● Instruction 1:
For the WordPress adapter text, decide whether each statement agrees with it: (a) the default concurrency_max is 4; (b) comments are in scope for v0.2; (c) Pattern 2 is the default when more than one locale is in scope. Answer yes or no for each, and quote the text's deciding words.
● Instruction 2:
Reproduce the passage of the WordPress adapter text that begins at the words "Open questions /" and stops after the words "v0.3 ASP candidate.".

● Quoted text:
When >1 locale is in scope, the default is Pattern 1 (locale-prefixed IDs):

  • Per-locale REST requests (?lang=<L>).
  • ID = <namespace>/<locale-lower>/<entry-derived-id>.
  • metadata.locale on every node.

Pattern 2 (per-locale manifests) is opt-in via locale.pattern: 2.

metadata.translations is populated densely from the cross-locale references the i18n plugin exposes.

Incremental rebuilds

The adapter MAY implement delta(since) backed by REST queries filtering on modified: ?modified_after=<RFC3339>&orderby=modified&order=desc.

Deletions surface as absences across runs (the framework reconciles via the previous build’s index). Trash and revision endpoints are out of scope for v0.2.

Concurrency and rate limiting

Default concurrency_max: 4. WordPress has no built-in rate limiting, but managed-WP hosts (WP Engine, Kinsta, Pressable) apply edge limits; the adapter MUST honor 429 responses with exponential backoff. Per-locale fan-out multiplies request counts; large catalogs SHOULD use delta(since) for incremental rebuilds.

Failure surface

  • Recoverable: missing default heuristic field → partial node; unresolved featured-media reference → block omitted; one Gutenberg block fails to parse → that block becomes marketing:placeholder and the rest of the post is intact.
  • Unrecoverable: HTTP 401/403 (when auth is configured), sustained 429/5xx after retries, REST endpoints disabled site-wide, reserved-metadata-key violations.

Conformance target

  • Standard: single-locale, default heuristics, Gutenberg blocks → prose/code blocks, featured media inlined.
  • Strict: + multi-locale fan-out via Polylang/WPML, + dense metadata.translations, + marketing:* block extraction via mappings.<type>.blocks, + delta(since).

Examples

A WordPress site with the polylang plugin, configured as:

{
"baseUrl": "https://blog.example.com",
"auth": { "mode": "appPassword", "user": "act-bot",
"password": "<app password>" },
"include": { "posts": true, "pages": true, "categories": true },
"customPostTypes": ["recipe"],
"defaults": { "post": "article", "page": "page", "recipe": "article" },
"idStrategy": { "from": "slug", "namespace": "wp" },
"locale": { "available": ["en", "fr"], "default": "en" }
}

emits two nodes per post (one per locale), with marketing:image blocks for featured media at Plus and metadata.translations cross-linking the locale variants from Polylang’s translations field.

Open questions / extension points

  • ACF (Advanced Custom Fields) — exposes custom fields via REST when show_in_rest: true. The adapter SHOULD surface ACF fields under metadata.acf.* by default; richer mapping is a v0.3 ASP candidate.
  • WooCommerce products — a separate REST endpoint (wp-json/wc/v3/products) with auth differences; out of scope for v0.2; users with WooCommerce sites can fall back to the programmatic adapter (./programmatic.md) for now.
  • Comments — out of scope for v0.2; they are not content nodes in the ACT model.
  • Multisite — each subsite is treated as a separate adapter instance pointed at its own baseUrl.

Sources

  • ./markdown.md for body extraction.
  • ./i18n.md for cross-locale composition.
  • ../wire-format/node.md, ../wire-format/etag.md.

Changelog

DateVersionChange
2026-05-030.2.0Initial spec drafted by BDFL

● Supplied data:
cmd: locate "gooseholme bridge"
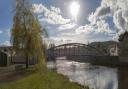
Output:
[47,43,118,64]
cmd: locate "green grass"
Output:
[0,70,88,89]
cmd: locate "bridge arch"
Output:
[47,43,107,59]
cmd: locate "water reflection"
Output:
[47,60,122,89]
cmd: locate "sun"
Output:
[70,1,80,20]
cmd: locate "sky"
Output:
[0,0,128,45]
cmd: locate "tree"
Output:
[11,0,45,68]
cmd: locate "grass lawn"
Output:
[0,67,88,89]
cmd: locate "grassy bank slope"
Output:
[0,71,88,89]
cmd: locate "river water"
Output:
[47,60,128,89]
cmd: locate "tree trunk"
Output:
[26,55,29,69]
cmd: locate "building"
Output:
[0,46,12,67]
[119,32,128,56]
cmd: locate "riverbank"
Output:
[0,67,88,89]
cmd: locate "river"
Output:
[47,60,128,89]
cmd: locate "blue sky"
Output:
[0,0,128,45]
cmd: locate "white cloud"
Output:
[89,0,128,39]
[58,23,76,31]
[33,4,71,24]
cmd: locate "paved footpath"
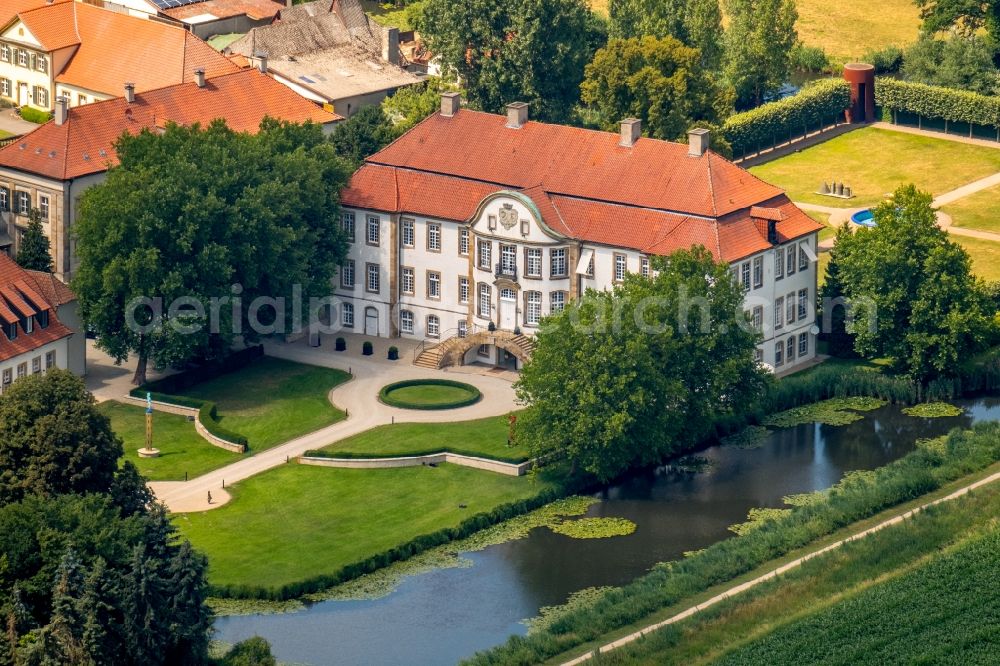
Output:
[562,472,1000,666]
[149,343,516,513]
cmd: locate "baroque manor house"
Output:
[335,93,821,372]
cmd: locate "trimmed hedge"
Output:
[378,379,483,410]
[722,79,851,155]
[462,422,1000,666]
[303,446,529,465]
[875,76,1000,129]
[209,486,582,601]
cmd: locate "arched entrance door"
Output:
[365,305,378,336]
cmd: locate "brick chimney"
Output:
[382,28,399,65]
[441,92,462,118]
[618,118,642,148]
[56,95,69,125]
[688,127,711,157]
[507,102,528,129]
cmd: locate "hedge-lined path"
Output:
[562,464,1000,666]
[149,341,516,513]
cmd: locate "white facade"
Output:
[334,191,816,372]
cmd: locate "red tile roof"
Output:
[342,109,822,262]
[0,254,73,361]
[0,69,340,180]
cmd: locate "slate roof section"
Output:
[342,109,822,262]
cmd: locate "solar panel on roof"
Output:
[149,0,205,9]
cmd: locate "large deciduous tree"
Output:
[608,0,723,70]
[724,0,798,108]
[73,119,349,384]
[515,247,764,481]
[421,0,596,122]
[837,185,990,381]
[581,37,732,140]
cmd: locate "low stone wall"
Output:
[298,451,534,476]
[124,395,247,453]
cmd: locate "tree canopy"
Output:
[73,119,350,384]
[14,208,52,273]
[581,37,732,140]
[837,185,990,381]
[421,0,598,122]
[724,0,798,109]
[515,247,765,481]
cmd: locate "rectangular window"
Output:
[399,218,413,247]
[427,271,441,299]
[524,291,542,326]
[615,254,627,282]
[479,282,493,319]
[524,247,542,278]
[549,291,566,314]
[458,227,469,257]
[340,210,354,243]
[365,264,379,294]
[340,259,354,289]
[478,240,493,271]
[399,268,416,295]
[427,223,441,252]
[549,247,566,278]
[458,275,469,303]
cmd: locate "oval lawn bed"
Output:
[378,379,483,409]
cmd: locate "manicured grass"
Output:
[750,127,1000,208]
[100,401,240,481]
[595,484,1000,664]
[942,185,1000,233]
[951,234,1000,280]
[314,416,529,460]
[174,464,549,587]
[180,356,350,451]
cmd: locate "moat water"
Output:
[215,398,1000,666]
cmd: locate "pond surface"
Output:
[215,398,1000,666]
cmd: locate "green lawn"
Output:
[750,127,1000,208]
[942,185,1000,233]
[314,416,529,460]
[100,401,240,481]
[951,234,1000,280]
[181,356,350,451]
[180,464,549,587]
[594,484,1000,666]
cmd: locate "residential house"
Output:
[226,0,423,117]
[0,249,87,386]
[0,69,340,281]
[330,93,822,371]
[0,0,239,111]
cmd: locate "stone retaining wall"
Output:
[298,451,534,476]
[125,395,247,453]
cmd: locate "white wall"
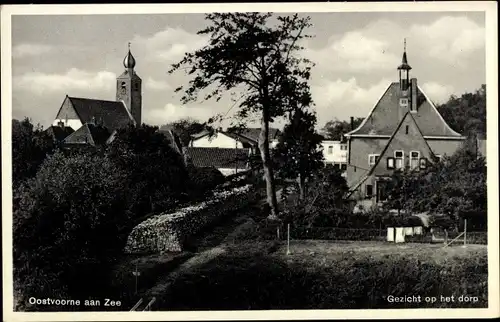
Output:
[191,133,243,149]
[321,140,348,163]
[52,119,83,131]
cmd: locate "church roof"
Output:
[64,123,111,146]
[345,82,462,139]
[184,147,250,169]
[45,125,74,142]
[68,96,134,131]
[159,126,182,153]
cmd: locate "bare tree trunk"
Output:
[259,112,278,220]
[297,174,306,200]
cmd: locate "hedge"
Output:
[124,185,252,254]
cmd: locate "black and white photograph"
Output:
[1,1,500,321]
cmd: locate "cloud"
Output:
[311,77,391,124]
[12,44,53,58]
[13,68,116,95]
[144,103,218,125]
[145,77,172,91]
[421,82,455,103]
[132,27,208,63]
[410,16,485,67]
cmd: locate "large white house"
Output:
[321,140,347,170]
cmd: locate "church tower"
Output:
[116,43,142,126]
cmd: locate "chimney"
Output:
[410,78,418,112]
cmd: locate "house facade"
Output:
[345,45,465,206]
[321,140,348,171]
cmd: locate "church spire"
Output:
[398,38,411,92]
[398,38,411,70]
[123,42,135,69]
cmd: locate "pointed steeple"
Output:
[398,38,411,70]
[123,42,135,69]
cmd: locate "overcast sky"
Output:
[12,12,486,126]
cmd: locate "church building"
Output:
[52,44,142,146]
[345,44,466,207]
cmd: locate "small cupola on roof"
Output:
[123,43,135,69]
[398,38,411,91]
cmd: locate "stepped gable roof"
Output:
[45,125,75,142]
[345,82,463,139]
[64,123,111,146]
[350,111,434,192]
[185,147,250,169]
[68,96,135,131]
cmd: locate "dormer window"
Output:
[394,150,405,169]
[420,158,427,169]
[368,154,380,167]
[410,151,420,169]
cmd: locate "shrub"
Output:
[188,166,225,194]
[125,185,251,253]
[13,153,127,308]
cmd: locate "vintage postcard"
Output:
[1,1,500,321]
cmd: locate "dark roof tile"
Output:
[68,97,135,131]
[184,148,250,169]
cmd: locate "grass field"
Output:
[151,241,487,310]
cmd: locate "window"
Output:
[410,151,420,169]
[387,157,394,169]
[394,150,405,169]
[420,158,427,169]
[368,154,380,167]
[366,184,373,198]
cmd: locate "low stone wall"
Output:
[124,185,252,254]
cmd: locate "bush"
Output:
[188,166,226,194]
[125,185,251,253]
[13,153,128,308]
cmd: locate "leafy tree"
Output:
[322,117,364,141]
[273,109,323,200]
[385,139,486,228]
[170,12,312,218]
[107,125,188,216]
[285,166,352,227]
[161,118,206,146]
[12,118,55,186]
[437,85,486,138]
[13,152,128,303]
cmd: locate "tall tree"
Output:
[273,109,323,200]
[438,85,486,138]
[169,12,313,219]
[321,117,363,141]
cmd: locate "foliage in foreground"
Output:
[169,12,313,218]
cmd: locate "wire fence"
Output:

● Complete response 1:
(a) Yes: "Default concurrency_max: 4."
(b) No: "Comments — out of scope for v0.2"
(c) No: "Pattern 2 (per-locale manifests) is opt-in via locale.pattern: 2."

● Complete response 2:
Open questions / extension points

  • ACF (Advanced Custom Fields) — exposes custom fields via REST when show_in_rest: true. The adapter SHOULD surface ACF fields under metadata.acf.* by default; richer mapping is a v0.3 ASP candidate.